__Aim of the exercise__.
Update the stretch of the records from the line containing "Place a point on each instance of the suit sleeve, one" through the line containing "x=174, y=57", replacing "suit sleeve" with "jacket sleeve" and leaving everything else unchanged. Give back only those lines.

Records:
"""

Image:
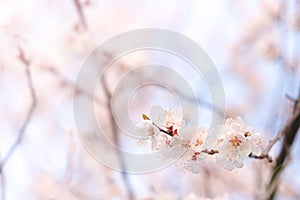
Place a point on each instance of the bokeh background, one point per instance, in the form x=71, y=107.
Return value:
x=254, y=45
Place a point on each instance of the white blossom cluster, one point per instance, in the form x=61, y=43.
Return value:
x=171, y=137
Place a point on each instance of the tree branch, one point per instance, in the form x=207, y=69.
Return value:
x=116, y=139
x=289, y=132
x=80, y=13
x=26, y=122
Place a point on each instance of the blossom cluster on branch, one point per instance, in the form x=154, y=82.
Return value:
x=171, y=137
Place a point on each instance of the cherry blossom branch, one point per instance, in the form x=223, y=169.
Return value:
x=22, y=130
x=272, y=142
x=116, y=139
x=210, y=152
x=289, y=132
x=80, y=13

"""
"""

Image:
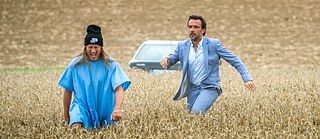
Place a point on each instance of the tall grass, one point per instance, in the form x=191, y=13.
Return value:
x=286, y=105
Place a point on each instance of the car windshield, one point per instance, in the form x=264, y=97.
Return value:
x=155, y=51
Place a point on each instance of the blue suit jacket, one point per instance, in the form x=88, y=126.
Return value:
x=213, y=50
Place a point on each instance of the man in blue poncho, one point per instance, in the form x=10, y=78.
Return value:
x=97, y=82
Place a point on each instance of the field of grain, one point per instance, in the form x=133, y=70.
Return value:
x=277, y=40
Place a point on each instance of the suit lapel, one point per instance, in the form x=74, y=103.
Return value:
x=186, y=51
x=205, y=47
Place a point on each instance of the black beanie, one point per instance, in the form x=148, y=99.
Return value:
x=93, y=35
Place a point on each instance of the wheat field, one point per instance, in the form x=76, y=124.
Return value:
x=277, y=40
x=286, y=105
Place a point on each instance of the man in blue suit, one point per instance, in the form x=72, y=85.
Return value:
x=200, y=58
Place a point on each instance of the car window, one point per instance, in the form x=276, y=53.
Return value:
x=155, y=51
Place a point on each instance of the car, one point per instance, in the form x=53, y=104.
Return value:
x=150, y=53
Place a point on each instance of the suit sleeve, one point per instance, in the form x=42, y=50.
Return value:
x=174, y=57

"""

__Worked answer__.
Place a point on each instance of the jacket sleeve, one point per instance, in the form x=42, y=50.
Return value:
x=174, y=57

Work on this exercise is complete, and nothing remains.